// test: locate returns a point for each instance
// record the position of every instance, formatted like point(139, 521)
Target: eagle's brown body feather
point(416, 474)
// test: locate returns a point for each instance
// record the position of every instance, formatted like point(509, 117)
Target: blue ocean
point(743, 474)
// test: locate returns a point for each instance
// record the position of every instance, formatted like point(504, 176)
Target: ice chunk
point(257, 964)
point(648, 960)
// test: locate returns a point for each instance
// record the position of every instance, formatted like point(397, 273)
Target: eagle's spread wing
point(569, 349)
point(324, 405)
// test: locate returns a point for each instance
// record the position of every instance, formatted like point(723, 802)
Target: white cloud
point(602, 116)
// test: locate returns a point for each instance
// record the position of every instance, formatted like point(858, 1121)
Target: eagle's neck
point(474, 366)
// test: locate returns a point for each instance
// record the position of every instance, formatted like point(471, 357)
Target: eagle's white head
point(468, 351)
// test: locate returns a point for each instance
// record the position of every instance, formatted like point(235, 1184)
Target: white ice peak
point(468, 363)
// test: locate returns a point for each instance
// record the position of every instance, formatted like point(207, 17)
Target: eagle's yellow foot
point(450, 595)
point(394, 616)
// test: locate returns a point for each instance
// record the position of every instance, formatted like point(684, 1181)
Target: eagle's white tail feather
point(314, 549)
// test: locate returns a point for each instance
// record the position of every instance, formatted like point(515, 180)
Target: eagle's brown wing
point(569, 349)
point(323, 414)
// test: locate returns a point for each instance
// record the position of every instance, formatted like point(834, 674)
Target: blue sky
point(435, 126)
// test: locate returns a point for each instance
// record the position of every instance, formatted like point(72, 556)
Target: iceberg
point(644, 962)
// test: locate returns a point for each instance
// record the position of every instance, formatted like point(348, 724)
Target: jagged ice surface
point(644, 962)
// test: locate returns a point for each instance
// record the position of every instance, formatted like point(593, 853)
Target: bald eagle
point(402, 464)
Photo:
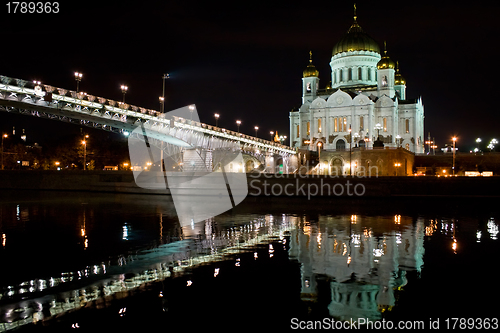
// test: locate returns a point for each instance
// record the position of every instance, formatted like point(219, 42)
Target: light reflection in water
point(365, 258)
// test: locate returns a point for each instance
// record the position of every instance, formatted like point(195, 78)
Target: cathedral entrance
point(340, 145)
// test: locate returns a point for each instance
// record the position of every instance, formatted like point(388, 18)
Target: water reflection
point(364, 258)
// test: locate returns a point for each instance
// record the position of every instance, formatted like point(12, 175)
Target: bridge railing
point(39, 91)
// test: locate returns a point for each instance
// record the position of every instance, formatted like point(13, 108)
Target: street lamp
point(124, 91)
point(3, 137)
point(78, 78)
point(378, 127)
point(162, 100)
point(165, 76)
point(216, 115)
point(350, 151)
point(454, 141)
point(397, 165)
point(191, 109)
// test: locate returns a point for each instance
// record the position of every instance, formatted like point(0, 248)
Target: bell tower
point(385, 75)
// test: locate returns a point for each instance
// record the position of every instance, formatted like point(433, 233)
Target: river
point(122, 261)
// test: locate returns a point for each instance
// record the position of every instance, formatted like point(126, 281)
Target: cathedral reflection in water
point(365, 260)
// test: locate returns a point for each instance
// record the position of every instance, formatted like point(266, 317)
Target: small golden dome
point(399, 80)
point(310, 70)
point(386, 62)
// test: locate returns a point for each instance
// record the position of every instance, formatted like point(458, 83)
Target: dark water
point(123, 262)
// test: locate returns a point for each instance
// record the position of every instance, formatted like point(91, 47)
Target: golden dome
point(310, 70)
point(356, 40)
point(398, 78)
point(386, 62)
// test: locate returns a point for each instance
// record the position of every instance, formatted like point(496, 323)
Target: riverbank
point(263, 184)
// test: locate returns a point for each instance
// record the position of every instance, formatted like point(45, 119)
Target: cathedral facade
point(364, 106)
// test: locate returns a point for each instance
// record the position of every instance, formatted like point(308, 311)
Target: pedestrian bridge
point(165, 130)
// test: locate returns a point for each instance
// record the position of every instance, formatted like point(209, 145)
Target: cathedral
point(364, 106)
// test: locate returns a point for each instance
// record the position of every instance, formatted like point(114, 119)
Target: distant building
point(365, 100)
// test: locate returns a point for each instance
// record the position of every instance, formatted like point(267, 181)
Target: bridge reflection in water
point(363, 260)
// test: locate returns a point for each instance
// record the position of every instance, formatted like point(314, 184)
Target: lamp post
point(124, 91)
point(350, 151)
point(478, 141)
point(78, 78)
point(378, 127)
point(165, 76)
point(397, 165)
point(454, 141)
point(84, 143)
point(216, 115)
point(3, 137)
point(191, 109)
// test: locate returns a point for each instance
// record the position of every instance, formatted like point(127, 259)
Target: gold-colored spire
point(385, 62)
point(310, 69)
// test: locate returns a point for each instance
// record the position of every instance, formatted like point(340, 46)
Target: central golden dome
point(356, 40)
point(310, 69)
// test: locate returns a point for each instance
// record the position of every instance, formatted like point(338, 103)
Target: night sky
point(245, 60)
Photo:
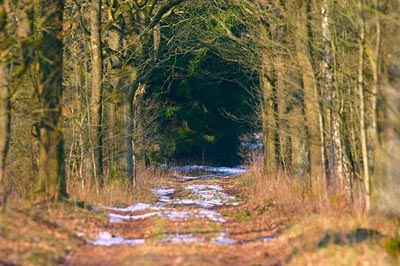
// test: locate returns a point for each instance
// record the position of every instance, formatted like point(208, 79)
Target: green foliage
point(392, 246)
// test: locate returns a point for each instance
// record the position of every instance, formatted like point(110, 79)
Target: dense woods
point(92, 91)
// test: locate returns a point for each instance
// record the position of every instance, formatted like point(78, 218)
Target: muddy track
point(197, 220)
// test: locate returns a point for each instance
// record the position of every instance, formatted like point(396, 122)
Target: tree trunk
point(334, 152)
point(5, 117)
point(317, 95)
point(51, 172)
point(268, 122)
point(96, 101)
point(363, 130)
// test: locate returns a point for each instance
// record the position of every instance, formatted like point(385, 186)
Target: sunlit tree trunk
+ + + +
### Goal
Copy the items from the start through the line containing "point(474, 366)", both ends included, and swap "blue ocean" for "blue sea", keeping everything else the same.

### Output for this exercise
// test: locate returns a point for each instance
// record the position of every instance, formatted like point(139, 521)
Target: eagle's brown body feather
point(416, 474)
// test: locate returns a point for each instance
// record the position of every instance, formatted like point(509, 117)
Target: blue sea
point(743, 474)
// test: locate returns a point for each instance
// record the position of every instance, formatted like point(504, 176)
Target: ice chunk
point(257, 964)
point(648, 960)
// test: locate returns a point for each instance
// record the position of every instance, formatted like point(397, 273)
Target: eagle's spread wing
point(569, 349)
point(324, 405)
// test: locate returns a point for each instance
// record the position of every instance, formatted like point(723, 802)
Target: white cloud
point(602, 116)
// test: locate returns a point for each instance
// record the position of every instance, formatted like point(858, 1121)
Target: eagle's neck
point(474, 366)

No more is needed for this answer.